At the line with "red baseball cap in the photo above.", start copying; carry on through the last line of the material below, exactly as written, and stop there.

__Records provided__:

----

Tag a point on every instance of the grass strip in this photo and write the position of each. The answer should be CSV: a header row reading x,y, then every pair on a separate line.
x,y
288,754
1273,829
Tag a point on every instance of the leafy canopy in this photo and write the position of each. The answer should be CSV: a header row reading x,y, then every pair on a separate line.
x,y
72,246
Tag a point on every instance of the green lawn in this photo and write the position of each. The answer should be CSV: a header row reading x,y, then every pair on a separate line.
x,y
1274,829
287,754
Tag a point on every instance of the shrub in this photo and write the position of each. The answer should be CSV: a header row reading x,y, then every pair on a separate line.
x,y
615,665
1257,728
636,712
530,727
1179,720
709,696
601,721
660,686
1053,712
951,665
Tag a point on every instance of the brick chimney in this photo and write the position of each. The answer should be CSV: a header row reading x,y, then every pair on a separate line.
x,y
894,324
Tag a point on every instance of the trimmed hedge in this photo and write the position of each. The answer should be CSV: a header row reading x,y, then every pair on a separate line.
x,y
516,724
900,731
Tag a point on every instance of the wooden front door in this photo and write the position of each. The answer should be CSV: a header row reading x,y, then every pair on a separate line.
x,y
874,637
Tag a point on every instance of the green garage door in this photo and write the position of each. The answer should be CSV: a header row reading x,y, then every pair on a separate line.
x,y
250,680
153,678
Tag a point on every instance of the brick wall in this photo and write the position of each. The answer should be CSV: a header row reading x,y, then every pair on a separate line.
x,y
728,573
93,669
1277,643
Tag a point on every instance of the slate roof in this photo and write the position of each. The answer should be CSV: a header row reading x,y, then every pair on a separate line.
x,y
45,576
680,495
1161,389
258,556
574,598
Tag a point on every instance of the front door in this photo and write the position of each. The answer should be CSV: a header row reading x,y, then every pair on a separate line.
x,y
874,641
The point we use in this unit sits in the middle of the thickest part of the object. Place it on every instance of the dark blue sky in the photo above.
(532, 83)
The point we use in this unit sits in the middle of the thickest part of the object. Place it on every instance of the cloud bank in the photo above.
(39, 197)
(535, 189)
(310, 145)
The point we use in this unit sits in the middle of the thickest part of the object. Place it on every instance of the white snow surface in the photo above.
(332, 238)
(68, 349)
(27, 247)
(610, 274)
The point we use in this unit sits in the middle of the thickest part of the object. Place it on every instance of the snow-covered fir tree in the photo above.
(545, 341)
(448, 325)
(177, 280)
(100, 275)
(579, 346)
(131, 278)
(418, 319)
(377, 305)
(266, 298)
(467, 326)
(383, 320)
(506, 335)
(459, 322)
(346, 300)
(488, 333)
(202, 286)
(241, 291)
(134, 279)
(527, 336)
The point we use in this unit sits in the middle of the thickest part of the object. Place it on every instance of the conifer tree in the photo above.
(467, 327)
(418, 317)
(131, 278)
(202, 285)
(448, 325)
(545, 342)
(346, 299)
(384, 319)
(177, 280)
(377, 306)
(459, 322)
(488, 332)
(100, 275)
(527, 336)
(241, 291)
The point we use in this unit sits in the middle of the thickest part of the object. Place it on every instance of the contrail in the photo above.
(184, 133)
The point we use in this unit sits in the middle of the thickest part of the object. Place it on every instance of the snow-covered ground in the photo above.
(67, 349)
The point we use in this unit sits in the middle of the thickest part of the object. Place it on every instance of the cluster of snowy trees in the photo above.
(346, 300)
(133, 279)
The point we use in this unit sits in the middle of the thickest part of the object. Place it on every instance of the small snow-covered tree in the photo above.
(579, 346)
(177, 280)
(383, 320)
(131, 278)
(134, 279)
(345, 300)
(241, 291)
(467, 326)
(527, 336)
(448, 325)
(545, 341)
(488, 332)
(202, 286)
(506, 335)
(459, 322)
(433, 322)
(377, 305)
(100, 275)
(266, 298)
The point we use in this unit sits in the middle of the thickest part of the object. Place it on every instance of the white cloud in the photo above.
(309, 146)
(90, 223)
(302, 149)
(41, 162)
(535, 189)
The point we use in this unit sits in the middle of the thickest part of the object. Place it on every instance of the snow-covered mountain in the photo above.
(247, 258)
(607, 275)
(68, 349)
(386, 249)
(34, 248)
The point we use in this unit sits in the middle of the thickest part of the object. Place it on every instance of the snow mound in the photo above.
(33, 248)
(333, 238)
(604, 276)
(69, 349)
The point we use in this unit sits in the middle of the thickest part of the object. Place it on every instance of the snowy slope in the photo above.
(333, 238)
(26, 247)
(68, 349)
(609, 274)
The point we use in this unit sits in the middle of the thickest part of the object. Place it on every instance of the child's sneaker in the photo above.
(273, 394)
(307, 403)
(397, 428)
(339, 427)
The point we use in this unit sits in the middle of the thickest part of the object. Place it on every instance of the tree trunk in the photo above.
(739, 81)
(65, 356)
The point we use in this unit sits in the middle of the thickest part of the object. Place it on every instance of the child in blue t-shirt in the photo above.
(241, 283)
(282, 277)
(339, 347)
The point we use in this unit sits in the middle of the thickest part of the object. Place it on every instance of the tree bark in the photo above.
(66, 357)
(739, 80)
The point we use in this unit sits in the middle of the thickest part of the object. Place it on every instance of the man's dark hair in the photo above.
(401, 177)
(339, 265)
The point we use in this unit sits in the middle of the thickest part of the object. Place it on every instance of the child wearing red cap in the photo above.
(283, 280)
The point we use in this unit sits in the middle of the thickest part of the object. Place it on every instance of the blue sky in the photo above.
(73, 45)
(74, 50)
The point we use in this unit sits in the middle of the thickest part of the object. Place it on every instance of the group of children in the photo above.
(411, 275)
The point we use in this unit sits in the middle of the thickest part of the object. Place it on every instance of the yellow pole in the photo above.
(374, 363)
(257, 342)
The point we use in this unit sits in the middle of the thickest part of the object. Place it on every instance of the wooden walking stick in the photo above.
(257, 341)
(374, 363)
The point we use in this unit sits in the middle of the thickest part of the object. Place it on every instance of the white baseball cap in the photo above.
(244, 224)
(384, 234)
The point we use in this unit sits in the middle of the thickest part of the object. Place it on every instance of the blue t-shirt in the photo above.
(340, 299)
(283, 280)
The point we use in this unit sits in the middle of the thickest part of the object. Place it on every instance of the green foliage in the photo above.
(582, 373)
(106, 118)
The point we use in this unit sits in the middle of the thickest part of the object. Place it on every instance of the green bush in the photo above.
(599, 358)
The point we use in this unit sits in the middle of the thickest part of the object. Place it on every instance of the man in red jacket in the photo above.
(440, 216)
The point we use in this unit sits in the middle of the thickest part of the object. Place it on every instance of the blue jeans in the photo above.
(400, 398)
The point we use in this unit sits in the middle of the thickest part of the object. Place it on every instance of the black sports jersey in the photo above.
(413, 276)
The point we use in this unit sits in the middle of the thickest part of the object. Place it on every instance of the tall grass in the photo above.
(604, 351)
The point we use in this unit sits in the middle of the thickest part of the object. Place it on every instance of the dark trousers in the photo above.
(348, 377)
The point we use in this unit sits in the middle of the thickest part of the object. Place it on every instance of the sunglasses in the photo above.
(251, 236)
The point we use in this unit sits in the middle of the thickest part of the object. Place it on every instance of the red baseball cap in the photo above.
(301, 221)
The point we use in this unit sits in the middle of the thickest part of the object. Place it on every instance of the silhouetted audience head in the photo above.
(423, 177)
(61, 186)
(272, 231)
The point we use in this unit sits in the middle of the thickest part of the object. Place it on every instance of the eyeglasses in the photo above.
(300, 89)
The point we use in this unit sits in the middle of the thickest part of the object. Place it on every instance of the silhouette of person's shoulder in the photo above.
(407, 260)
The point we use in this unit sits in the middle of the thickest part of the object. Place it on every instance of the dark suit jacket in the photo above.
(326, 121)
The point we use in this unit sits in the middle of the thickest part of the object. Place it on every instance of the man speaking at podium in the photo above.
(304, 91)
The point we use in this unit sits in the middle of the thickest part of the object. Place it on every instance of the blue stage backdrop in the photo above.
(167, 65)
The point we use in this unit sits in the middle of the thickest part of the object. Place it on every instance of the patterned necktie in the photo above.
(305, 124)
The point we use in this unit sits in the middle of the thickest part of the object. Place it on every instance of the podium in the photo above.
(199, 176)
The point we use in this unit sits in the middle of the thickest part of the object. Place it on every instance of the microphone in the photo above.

----

__Solution to the problem__:
The point we use in this unit sits in the middle of the thickest part of the object. Place it on every instance of the red baseball cap in the photo above.
(301, 221)
The point we use in this unit sits in the middle of the thickest part of the object. Place it on every instance of the silhouetted audience head in the photo above.
(423, 177)
(61, 186)
(272, 231)
The point we use in this unit sits in the middle of the thickest part of the object. Place it on every instance of the eyeglasses in the photo above.
(300, 89)
The point we use in this unit sits in the middle of the thickest part of the object. Place it on every instance of the silhouette of person's shoulder in the photo above.
(407, 260)
The point we use in this unit sits in the middle of the thickest part of the object. Place it on every instance of the dark suit jacket in the photo above.
(326, 121)
The point we use in this unit sits in the middle of the thickest part of the object. Place it on every instance of the man speaking at podium in the photo above.
(304, 91)
The point we use in this unit sits in the middle of the thickest part of the object. Place it on every instance of the blue stage backdrop in the photo above.
(167, 65)
The point we use in this unit sits in the middle of the thickest part of the object. Place it on every instance of the patterned necktie in the photo above.
(305, 124)
The point we use in this unit sits in the middle of the thickest part of the object. Place it on every instance of the podium in the photo above.
(199, 176)
The point we use in this unit sits in the middle of the thickest part of the object. Place it on every instance of the microphone in the photo above.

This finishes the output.